■ GIVEN REQUEST
Please rewrite the records from the start through the line with "M 16 71 L 19" with "beach" changed to "shoreline" and nothing else altered. Leave the pictures out of the answer.

■ Source data
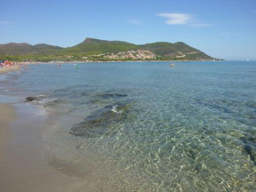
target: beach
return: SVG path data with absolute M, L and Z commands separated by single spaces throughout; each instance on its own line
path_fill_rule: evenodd
M 254 66 L 169 64 L 4 75 L 2 100 L 19 99 L 4 105 L 0 190 L 253 191 Z
M 11 133 L 8 129 L 9 123 L 15 118 L 15 110 L 13 106 L 8 104 L 0 103 L 0 156 L 5 155 L 4 148 L 11 137 Z M 0 165 L 2 158 L 0 159 Z
M 42 138 L 45 114 L 34 106 L 15 105 L 0 104 L 0 190 L 99 191 L 95 185 L 49 165 L 51 153 Z
M 16 71 L 19 69 L 20 69 L 20 68 L 17 66 L 11 67 L 9 68 L 0 68 L 0 74 Z

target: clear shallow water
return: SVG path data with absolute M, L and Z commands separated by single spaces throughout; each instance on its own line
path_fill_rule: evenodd
M 256 62 L 77 65 L 2 81 L 42 96 L 51 165 L 109 190 L 256 190 Z

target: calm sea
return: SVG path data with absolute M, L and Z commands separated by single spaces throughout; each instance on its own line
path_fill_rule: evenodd
M 51 166 L 113 190 L 256 190 L 256 62 L 77 66 L 2 79 L 48 111 Z

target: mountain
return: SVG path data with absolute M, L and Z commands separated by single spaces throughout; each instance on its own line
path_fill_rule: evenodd
M 109 41 L 87 38 L 83 42 L 71 48 L 66 48 L 65 53 L 97 54 L 108 52 L 138 49 L 138 46 L 124 41 Z
M 92 38 L 86 38 L 82 42 L 66 48 L 44 44 L 34 46 L 25 43 L 2 44 L 0 59 L 3 58 L 36 60 L 82 60 L 86 58 L 104 60 L 214 59 L 183 42 L 157 42 L 138 45 Z
M 48 50 L 60 50 L 62 49 L 63 48 L 45 44 L 32 46 L 26 43 L 10 42 L 7 44 L 0 44 L 0 55 L 24 55 L 29 53 L 42 53 Z

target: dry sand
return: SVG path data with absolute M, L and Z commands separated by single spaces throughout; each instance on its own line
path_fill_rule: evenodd
M 8 72 L 11 72 L 12 71 L 15 71 L 20 69 L 20 68 L 19 67 L 12 67 L 10 68 L 0 68 L 0 74 L 5 74 Z
M 42 133 L 46 114 L 35 106 L 15 104 L 14 106 L 0 105 L 0 146 L 4 151 L 0 153 L 0 191 L 102 190 L 95 184 L 65 175 L 50 167 L 51 152 Z
M 4 147 L 10 139 L 11 133 L 8 129 L 9 123 L 15 118 L 13 106 L 8 104 L 0 103 L 0 157 L 4 156 Z M 0 168 L 3 159 L 0 158 Z

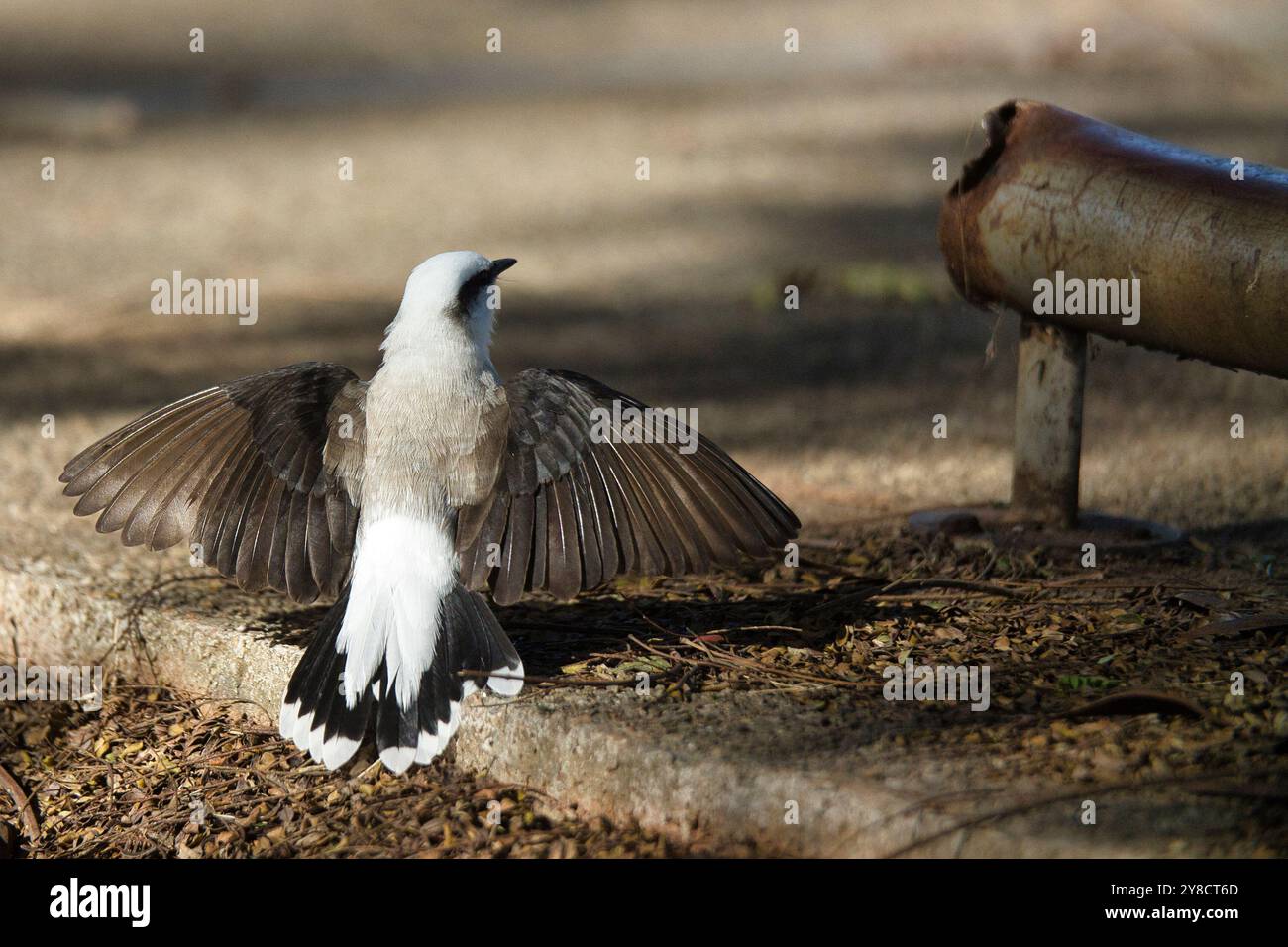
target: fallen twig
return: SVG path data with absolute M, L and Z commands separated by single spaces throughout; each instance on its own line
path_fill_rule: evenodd
M 22 823 L 22 834 L 27 836 L 27 841 L 35 845 L 40 840 L 40 821 L 36 818 L 36 810 L 32 808 L 31 799 L 23 792 L 22 786 L 18 781 L 9 774 L 9 770 L 0 764 L 0 786 L 4 786 L 5 792 L 13 799 L 13 804 L 18 809 L 18 821 Z

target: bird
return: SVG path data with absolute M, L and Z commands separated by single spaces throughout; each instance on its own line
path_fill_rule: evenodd
M 459 250 L 417 265 L 367 381 L 301 362 L 218 384 L 62 472 L 75 513 L 128 546 L 187 537 L 245 590 L 334 599 L 278 722 L 328 769 L 372 737 L 394 773 L 428 764 L 465 697 L 519 693 L 523 661 L 484 591 L 509 606 L 710 572 L 774 555 L 800 528 L 677 417 L 640 437 L 621 419 L 648 406 L 590 378 L 502 380 L 493 287 L 515 262 Z

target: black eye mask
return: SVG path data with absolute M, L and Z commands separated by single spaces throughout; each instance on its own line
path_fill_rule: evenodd
M 464 317 L 470 311 L 479 294 L 492 285 L 492 271 L 483 269 L 466 280 L 456 294 L 456 308 Z

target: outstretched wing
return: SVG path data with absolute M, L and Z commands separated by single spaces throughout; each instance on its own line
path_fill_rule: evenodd
M 631 443 L 626 425 L 594 437 L 596 408 L 612 417 L 614 402 L 645 407 L 598 381 L 535 368 L 505 394 L 509 433 L 496 486 L 460 512 L 456 531 L 461 580 L 489 586 L 498 604 L 531 589 L 571 598 L 622 573 L 706 572 L 769 555 L 800 528 L 705 437 L 681 452 L 692 434 L 674 417 L 663 443 Z
M 77 515 L 128 546 L 184 537 L 247 590 L 296 602 L 344 585 L 358 522 L 366 384 L 301 362 L 197 392 L 77 454 Z

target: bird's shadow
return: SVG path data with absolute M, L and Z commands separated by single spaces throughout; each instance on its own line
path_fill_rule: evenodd
M 826 608 L 838 594 L 877 582 L 840 588 L 765 586 L 755 594 L 728 594 L 720 585 L 665 588 L 649 594 L 586 593 L 571 602 L 544 594 L 509 607 L 492 606 L 531 676 L 556 676 L 596 655 L 620 653 L 631 638 L 679 639 L 721 633 L 735 644 L 790 644 L 822 648 L 844 631 L 840 615 Z M 661 591 L 661 594 L 658 594 Z M 868 603 L 846 612 L 866 613 Z M 265 612 L 246 629 L 273 644 L 307 647 L 330 604 Z

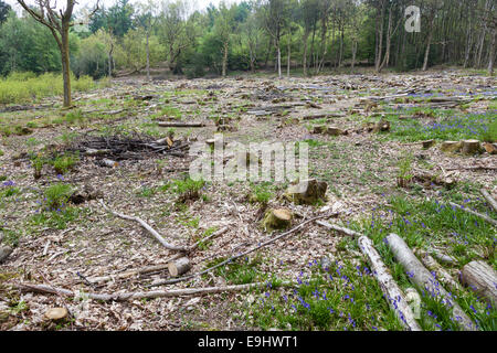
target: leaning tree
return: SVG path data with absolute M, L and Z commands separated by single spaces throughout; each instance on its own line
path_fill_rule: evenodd
M 46 25 L 52 32 L 55 42 L 61 51 L 62 58 L 62 78 L 64 81 L 64 107 L 72 106 L 71 98 L 71 68 L 70 68 L 70 28 L 77 24 L 72 21 L 74 6 L 76 0 L 67 0 L 65 9 L 57 9 L 56 0 L 34 0 L 35 6 L 30 7 L 24 0 L 18 0 L 19 4 L 31 14 L 38 22 Z M 98 10 L 98 1 L 96 2 L 95 13 Z

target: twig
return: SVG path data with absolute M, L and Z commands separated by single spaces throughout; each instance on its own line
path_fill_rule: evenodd
M 327 218 L 327 217 L 330 217 L 330 216 L 331 215 L 329 215 L 329 214 L 328 215 L 321 215 L 321 216 L 314 217 L 314 218 L 311 218 L 309 221 L 303 222 L 299 225 L 297 225 L 296 227 L 289 229 L 288 232 L 282 233 L 278 236 L 276 236 L 276 237 L 274 237 L 274 238 L 272 238 L 269 240 L 266 240 L 266 242 L 260 244 L 256 247 L 250 248 L 246 252 L 243 252 L 243 253 L 240 253 L 239 255 L 232 256 L 229 259 L 226 259 L 226 260 L 224 260 L 224 261 L 222 261 L 222 263 L 220 263 L 220 264 L 218 264 L 215 266 L 209 267 L 209 268 L 207 268 L 207 269 L 204 269 L 204 270 L 202 270 L 200 272 L 197 272 L 197 274 L 193 274 L 193 275 L 189 275 L 189 276 L 184 276 L 184 277 L 180 277 L 180 278 L 157 281 L 157 282 L 148 285 L 148 287 L 156 287 L 156 286 L 162 286 L 162 285 L 178 284 L 178 282 L 181 282 L 181 281 L 184 281 L 184 280 L 192 279 L 194 277 L 204 275 L 204 274 L 207 274 L 209 271 L 212 271 L 213 269 L 216 269 L 216 268 L 219 268 L 221 266 L 224 266 L 224 265 L 226 265 L 226 264 L 229 264 L 229 263 L 231 263 L 231 261 L 233 261 L 233 260 L 235 260 L 235 259 L 237 259 L 237 258 L 240 258 L 242 256 L 248 255 L 248 254 L 251 254 L 251 253 L 253 253 L 253 252 L 255 252 L 255 250 L 257 250 L 257 249 L 260 249 L 260 248 L 262 248 L 264 246 L 267 246 L 267 245 L 269 245 L 269 244 L 272 244 L 272 243 L 274 243 L 274 242 L 276 242 L 276 240 L 278 240 L 278 239 L 281 239 L 281 238 L 283 238 L 283 237 L 285 237 L 287 235 L 289 235 L 289 234 L 293 234 L 293 233 L 297 232 L 298 229 L 300 229 L 302 227 L 304 227 L 305 225 L 307 225 L 309 223 L 313 223 L 313 222 L 315 222 L 317 220 Z
M 497 201 L 495 201 L 495 199 L 485 189 L 482 189 L 479 192 L 485 197 L 485 200 L 490 204 L 491 208 L 494 208 L 494 211 L 497 212 Z
M 188 252 L 187 247 L 183 246 L 176 246 L 176 245 L 171 245 L 168 242 L 166 242 L 166 239 L 159 234 L 157 233 L 156 229 L 154 229 L 150 225 L 148 225 L 147 222 L 145 222 L 144 220 L 141 220 L 140 217 L 134 217 L 134 216 L 128 216 L 121 213 L 117 213 L 112 211 L 109 207 L 106 206 L 106 204 L 104 203 L 104 201 L 98 200 L 101 205 L 109 213 L 112 213 L 113 215 L 115 215 L 116 217 L 123 218 L 123 220 L 127 220 L 127 221 L 135 221 L 138 222 L 148 233 L 150 233 L 160 244 L 162 244 L 163 247 L 166 247 L 167 249 L 170 250 L 175 250 L 175 252 Z
M 488 217 L 488 216 L 486 216 L 486 215 L 484 215 L 484 214 L 482 214 L 482 213 L 472 211 L 472 210 L 469 210 L 469 208 L 467 208 L 467 207 L 463 207 L 463 206 L 461 206 L 461 205 L 458 205 L 458 204 L 456 204 L 456 203 L 453 203 L 453 202 L 450 202 L 450 204 L 451 204 L 451 206 L 453 206 L 453 207 L 457 207 L 457 208 L 459 208 L 459 210 L 462 210 L 462 211 L 464 211 L 464 212 L 467 212 L 467 213 L 473 214 L 473 215 L 475 215 L 475 216 L 477 216 L 477 217 L 480 217 L 482 220 L 487 221 L 488 223 L 491 223 L 493 225 L 497 226 L 497 221 L 491 220 L 490 217 Z
M 27 292 L 41 292 L 41 293 L 51 293 L 51 295 L 60 295 L 65 297 L 75 297 L 75 292 L 64 289 L 64 288 L 54 288 L 45 285 L 31 285 L 31 284 L 19 284 L 14 285 L 20 288 L 22 291 Z M 202 295 L 212 295 L 228 291 L 243 291 L 250 290 L 254 288 L 263 288 L 266 287 L 267 282 L 255 282 L 247 285 L 239 285 L 239 286 L 224 286 L 224 287 L 205 287 L 205 288 L 186 288 L 186 289 L 172 289 L 172 290 L 152 290 L 152 291 L 134 291 L 134 292 L 124 292 L 124 293 L 85 293 L 87 298 L 93 300 L 102 300 L 102 301 L 125 301 L 125 300 L 135 300 L 135 299 L 155 299 L 155 298 L 165 298 L 165 297 L 179 297 L 179 296 L 202 296 Z M 292 282 L 286 281 L 279 284 L 279 286 L 292 286 Z

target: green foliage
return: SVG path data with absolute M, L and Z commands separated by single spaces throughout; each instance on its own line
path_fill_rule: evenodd
M 402 330 L 366 264 L 337 261 L 326 270 L 315 260 L 297 276 L 296 289 L 268 284 L 247 308 L 248 322 L 262 330 Z
M 44 203 L 50 211 L 64 207 L 73 194 L 73 188 L 68 184 L 56 183 L 45 189 Z
M 251 189 L 252 194 L 250 196 L 250 202 L 258 202 L 262 204 L 267 204 L 269 200 L 274 197 L 275 188 L 269 182 L 251 184 Z
M 75 90 L 86 92 L 94 87 L 94 82 L 91 77 L 82 76 L 80 79 L 72 78 L 72 86 Z M 0 104 L 30 103 L 62 94 L 62 75 L 13 73 L 7 78 L 0 78 Z
M 78 160 L 80 160 L 78 153 L 76 154 L 64 153 L 55 157 L 51 161 L 51 164 L 53 165 L 53 169 L 55 170 L 56 173 L 65 174 L 66 172 L 68 172 L 71 169 L 74 168 L 74 165 Z
M 496 114 L 497 116 L 497 114 Z M 491 120 L 491 122 L 488 125 L 488 128 L 483 131 L 479 136 L 479 139 L 485 142 L 497 142 L 497 118 L 496 116 Z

■ FULL ANSWER
target: shoreline
return: SVG path data with absolute M, L and Z commands separated by single spaces throughout; each instance on its own line
path_fill_rule: evenodd
M 254 66 L 169 64 L 4 75 L 2 100 L 19 99 L 4 105 L 0 190 L 253 191 Z
M 11 133 L 8 129 L 9 123 L 15 118 L 15 110 L 13 106 L 8 104 L 0 103 L 0 156 L 5 155 L 4 148 L 11 137 Z M 0 165 L 2 158 L 0 159 Z
M 42 138 L 45 114 L 34 106 L 15 105 L 0 104 L 0 190 L 99 191 L 95 185 L 49 165 L 51 153 Z
M 16 71 L 19 69 L 20 69 L 20 68 L 17 66 L 11 67 L 9 68 L 0 68 L 0 74 Z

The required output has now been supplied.